──────── Data section ────────

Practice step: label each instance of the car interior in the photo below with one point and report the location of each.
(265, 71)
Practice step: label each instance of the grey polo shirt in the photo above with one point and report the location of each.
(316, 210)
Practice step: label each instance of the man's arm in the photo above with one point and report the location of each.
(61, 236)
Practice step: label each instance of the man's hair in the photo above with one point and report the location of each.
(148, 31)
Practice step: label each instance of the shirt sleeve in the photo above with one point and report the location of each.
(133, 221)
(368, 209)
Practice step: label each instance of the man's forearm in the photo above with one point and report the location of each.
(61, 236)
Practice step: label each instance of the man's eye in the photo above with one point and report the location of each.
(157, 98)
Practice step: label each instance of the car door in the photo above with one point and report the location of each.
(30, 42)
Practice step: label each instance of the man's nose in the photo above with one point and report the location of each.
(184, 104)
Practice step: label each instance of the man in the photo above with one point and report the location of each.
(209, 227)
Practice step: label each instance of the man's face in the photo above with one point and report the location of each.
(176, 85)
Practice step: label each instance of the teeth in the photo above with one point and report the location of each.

────────

● **The task**
Convert everything from the line containing "Practice step: label each instance of the man's nose" down to the end of the items into a JSON list of strings, one per line, with blank lines omitted.

● **Response to this task**
[
  "Practice step: label each instance of the man's nose in the photo above with one point and report the location of each.",
  "(184, 104)",
  "Practice step: label each instance of the man in the photo above with one point and report the location of each.",
  "(209, 227)",
  "Practice step: label each instance of the man's face in the photo above with one point and report the location of each.",
  "(176, 85)",
  "Practice step: label each instance of the teeth in the photo above with one point and report the location of each."
]